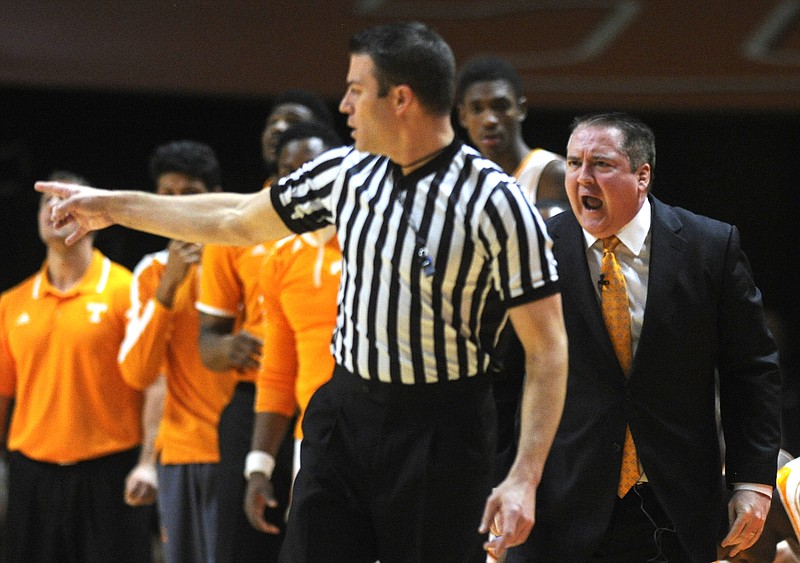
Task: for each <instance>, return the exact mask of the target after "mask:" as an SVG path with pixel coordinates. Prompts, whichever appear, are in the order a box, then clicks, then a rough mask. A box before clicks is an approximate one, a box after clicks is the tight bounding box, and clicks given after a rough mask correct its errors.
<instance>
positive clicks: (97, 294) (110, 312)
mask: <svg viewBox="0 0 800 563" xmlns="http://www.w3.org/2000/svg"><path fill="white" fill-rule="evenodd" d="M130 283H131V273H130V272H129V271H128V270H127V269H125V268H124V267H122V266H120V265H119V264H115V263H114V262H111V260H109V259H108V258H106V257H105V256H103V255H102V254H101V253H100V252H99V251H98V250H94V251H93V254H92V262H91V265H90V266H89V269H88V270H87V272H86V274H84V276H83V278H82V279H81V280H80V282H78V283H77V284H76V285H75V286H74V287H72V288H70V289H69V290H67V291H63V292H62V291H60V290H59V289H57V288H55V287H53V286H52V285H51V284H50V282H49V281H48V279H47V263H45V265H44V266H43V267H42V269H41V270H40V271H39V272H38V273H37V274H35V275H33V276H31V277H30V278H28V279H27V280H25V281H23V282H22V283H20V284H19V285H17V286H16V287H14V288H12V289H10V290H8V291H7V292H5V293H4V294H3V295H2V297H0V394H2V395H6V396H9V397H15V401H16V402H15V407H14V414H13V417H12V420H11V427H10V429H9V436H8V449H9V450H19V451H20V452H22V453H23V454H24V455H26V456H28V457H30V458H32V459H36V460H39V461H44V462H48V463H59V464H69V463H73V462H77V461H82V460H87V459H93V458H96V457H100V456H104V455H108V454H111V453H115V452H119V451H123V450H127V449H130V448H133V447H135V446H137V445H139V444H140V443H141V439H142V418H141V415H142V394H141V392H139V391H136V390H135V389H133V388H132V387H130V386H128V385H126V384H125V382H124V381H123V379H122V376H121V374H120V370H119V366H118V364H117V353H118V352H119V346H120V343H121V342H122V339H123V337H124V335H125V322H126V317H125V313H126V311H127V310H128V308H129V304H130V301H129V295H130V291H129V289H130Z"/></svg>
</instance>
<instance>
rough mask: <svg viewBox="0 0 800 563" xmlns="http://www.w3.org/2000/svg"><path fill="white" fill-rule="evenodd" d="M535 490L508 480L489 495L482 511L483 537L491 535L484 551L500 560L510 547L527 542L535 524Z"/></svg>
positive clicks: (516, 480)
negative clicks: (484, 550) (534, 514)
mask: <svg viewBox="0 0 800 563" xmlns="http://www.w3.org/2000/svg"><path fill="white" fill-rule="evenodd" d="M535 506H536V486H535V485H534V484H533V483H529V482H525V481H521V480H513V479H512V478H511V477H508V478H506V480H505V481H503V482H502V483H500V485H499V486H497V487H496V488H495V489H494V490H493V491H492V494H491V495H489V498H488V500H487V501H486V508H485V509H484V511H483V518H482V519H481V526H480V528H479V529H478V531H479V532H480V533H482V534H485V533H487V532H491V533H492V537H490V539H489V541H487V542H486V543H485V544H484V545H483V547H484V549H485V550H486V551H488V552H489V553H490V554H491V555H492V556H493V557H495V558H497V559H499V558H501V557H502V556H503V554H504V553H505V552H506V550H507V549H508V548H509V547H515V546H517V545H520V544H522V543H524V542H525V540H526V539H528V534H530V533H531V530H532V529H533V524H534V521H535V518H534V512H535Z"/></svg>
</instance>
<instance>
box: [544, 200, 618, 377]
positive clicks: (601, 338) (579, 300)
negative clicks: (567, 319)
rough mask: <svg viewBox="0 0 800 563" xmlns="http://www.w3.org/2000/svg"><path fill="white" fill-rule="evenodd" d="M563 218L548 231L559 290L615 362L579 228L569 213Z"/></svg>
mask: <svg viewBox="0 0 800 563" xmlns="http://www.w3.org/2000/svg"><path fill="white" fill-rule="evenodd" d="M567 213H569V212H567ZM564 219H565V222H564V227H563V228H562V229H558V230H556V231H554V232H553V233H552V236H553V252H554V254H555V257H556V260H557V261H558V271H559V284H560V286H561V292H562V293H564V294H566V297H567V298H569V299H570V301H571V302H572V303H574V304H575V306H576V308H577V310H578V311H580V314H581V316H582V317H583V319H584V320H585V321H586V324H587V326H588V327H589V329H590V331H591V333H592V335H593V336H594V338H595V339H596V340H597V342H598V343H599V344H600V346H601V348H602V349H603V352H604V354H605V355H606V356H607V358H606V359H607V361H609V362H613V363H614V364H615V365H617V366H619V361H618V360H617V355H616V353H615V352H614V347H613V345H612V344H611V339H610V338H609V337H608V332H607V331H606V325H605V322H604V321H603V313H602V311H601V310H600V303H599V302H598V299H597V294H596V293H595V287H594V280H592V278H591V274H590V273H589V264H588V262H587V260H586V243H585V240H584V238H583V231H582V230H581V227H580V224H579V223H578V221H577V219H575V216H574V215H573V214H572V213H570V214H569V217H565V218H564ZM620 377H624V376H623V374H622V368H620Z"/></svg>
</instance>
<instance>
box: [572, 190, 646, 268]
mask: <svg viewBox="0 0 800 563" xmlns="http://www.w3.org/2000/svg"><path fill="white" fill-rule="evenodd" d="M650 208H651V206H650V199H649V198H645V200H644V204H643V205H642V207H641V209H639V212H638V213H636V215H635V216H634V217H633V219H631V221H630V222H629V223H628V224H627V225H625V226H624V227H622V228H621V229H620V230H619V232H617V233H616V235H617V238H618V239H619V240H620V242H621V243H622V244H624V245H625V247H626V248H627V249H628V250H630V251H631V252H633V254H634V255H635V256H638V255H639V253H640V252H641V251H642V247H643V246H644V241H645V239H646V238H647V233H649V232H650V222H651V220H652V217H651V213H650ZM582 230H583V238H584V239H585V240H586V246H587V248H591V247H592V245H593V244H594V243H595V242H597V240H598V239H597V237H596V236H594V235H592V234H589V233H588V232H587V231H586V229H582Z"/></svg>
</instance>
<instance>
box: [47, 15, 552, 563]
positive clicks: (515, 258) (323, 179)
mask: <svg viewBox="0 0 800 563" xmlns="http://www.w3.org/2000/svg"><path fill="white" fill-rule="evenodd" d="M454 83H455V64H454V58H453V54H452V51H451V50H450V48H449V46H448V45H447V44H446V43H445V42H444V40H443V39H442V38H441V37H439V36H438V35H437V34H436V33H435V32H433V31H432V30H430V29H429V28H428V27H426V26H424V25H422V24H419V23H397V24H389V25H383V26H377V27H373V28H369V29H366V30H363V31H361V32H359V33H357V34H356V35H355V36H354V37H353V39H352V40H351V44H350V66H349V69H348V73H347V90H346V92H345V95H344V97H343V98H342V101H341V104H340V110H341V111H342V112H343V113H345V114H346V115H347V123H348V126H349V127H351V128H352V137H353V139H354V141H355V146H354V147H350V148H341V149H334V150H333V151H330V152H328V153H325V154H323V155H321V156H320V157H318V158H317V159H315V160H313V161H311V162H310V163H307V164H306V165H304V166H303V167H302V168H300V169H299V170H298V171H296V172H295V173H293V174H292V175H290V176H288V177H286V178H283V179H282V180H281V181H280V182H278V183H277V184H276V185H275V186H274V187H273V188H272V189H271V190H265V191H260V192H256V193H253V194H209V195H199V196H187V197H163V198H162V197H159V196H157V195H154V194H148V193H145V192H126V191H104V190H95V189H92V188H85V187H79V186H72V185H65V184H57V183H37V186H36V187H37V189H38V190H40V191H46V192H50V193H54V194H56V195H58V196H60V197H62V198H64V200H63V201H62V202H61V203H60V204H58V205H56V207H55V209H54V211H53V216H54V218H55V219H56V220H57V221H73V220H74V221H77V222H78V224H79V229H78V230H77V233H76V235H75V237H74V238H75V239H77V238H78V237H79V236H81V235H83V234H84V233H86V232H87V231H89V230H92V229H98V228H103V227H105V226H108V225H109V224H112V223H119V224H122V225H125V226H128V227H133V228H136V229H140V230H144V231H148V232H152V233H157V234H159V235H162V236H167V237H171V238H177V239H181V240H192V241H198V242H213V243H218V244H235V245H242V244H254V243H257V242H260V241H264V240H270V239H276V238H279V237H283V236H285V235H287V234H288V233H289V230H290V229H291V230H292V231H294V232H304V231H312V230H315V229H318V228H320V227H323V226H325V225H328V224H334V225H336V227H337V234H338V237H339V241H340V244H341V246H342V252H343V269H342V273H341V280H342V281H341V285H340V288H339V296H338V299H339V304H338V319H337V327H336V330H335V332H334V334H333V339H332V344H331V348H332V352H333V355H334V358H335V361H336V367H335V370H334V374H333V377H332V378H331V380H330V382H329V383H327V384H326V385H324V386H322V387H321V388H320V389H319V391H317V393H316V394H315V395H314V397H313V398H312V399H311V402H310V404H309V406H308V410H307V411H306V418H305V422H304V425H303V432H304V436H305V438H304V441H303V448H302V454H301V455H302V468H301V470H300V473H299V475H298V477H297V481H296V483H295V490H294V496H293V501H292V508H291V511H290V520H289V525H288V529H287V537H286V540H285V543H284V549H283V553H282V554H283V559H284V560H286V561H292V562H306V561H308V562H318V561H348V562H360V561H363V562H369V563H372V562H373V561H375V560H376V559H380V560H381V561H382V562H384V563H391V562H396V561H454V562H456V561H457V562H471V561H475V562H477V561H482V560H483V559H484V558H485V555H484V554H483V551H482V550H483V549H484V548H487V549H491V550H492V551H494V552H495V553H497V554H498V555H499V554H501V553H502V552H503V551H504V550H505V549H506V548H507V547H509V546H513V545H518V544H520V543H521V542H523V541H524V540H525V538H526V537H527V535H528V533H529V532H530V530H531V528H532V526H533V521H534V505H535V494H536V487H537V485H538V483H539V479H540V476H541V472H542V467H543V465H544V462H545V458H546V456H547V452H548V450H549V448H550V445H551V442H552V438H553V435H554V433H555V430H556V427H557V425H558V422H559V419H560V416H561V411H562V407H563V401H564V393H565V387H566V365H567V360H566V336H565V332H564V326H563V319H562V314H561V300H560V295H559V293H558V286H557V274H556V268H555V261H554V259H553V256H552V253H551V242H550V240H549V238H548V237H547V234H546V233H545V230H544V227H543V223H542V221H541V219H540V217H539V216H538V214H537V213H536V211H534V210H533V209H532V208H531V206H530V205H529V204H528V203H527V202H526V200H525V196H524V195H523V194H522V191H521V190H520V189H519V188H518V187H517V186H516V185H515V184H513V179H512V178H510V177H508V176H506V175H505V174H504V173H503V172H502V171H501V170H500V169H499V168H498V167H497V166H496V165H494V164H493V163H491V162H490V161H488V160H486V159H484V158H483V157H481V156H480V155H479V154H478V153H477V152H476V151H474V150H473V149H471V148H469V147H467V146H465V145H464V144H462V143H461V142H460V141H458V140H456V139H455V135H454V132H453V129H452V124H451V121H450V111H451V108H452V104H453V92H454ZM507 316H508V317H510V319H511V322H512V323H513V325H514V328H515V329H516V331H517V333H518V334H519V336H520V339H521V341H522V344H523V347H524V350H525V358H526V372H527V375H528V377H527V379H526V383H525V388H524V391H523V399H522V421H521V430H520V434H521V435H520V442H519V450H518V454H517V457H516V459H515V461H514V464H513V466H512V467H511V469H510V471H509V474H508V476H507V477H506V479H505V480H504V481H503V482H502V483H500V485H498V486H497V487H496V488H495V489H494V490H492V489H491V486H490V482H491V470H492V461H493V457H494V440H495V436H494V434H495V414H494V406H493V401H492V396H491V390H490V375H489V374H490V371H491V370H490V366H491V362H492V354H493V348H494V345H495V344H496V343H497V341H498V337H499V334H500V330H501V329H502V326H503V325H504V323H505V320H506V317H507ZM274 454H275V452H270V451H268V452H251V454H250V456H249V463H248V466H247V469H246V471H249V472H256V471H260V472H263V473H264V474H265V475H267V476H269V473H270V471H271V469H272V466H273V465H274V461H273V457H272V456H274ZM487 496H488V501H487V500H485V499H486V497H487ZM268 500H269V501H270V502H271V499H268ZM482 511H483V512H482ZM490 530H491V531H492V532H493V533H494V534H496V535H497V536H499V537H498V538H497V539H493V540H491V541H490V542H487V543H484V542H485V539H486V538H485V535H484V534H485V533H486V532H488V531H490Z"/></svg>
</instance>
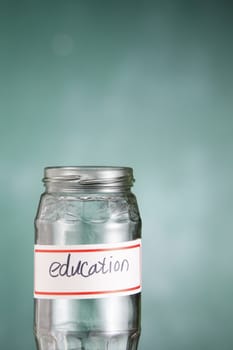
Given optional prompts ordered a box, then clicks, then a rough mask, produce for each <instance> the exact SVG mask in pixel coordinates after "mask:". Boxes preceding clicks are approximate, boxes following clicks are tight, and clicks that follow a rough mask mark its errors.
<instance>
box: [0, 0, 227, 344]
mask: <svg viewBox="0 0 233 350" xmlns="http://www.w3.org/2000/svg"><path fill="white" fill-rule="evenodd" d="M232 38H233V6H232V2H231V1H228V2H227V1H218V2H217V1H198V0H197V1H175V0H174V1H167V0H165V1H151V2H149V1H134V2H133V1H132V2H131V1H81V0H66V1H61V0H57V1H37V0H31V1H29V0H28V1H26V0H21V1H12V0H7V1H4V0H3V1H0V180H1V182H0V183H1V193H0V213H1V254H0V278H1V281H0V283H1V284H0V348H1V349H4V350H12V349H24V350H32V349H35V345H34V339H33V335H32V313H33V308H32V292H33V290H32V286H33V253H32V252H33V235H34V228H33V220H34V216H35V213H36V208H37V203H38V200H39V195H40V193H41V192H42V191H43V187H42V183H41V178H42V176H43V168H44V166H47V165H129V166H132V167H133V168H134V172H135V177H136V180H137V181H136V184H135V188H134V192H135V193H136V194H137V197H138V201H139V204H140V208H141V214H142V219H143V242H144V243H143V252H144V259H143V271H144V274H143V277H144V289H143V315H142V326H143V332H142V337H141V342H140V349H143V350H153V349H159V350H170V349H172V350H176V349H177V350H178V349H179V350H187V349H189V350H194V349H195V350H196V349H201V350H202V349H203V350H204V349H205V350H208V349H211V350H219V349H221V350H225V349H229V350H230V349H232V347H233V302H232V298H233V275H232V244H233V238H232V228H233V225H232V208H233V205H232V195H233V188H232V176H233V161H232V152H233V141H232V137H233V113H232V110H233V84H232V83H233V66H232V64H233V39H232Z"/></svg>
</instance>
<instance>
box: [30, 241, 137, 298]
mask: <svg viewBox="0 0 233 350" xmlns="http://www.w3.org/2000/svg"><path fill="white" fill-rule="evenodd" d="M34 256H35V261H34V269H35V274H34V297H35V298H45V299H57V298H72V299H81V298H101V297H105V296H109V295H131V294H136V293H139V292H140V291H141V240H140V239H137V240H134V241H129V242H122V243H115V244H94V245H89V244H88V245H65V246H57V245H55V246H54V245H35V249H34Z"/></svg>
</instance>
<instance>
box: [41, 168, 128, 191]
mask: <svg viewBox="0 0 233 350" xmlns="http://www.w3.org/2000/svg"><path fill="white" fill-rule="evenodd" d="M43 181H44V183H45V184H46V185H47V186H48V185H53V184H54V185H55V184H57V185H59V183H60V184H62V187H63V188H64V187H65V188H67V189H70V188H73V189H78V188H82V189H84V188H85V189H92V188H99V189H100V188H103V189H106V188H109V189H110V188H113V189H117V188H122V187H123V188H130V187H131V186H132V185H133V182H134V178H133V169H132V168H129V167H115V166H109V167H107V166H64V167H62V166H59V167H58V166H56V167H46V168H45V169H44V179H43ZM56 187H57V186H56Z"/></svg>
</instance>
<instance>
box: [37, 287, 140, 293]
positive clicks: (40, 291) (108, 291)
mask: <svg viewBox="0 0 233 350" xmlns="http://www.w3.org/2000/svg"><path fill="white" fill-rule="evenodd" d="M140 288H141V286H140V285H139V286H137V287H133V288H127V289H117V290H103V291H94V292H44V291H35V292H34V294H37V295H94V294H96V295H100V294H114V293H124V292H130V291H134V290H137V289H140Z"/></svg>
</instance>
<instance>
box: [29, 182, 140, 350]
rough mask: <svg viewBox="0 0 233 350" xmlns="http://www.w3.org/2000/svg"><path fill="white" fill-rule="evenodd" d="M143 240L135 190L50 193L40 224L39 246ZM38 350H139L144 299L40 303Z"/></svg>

Activity ::
Reproduce verbatim everything from the start of the records through the line containing "positive clicks: (97, 294) (110, 312)", including that line. Omit the pictures from your answer.

Written reply ::
Task: for each <instance>, return the exact mask of the target after "mask:" as an SVG path with pixel coordinates. Prompts, whichever appear, are in the order a box, then clicks, then a rough mask. A box before clicks is an approximate one, a box after clicks is the tight bounding box, and clicks given after a rough mask correct its errors.
<instance>
positive clicks: (97, 294) (110, 312)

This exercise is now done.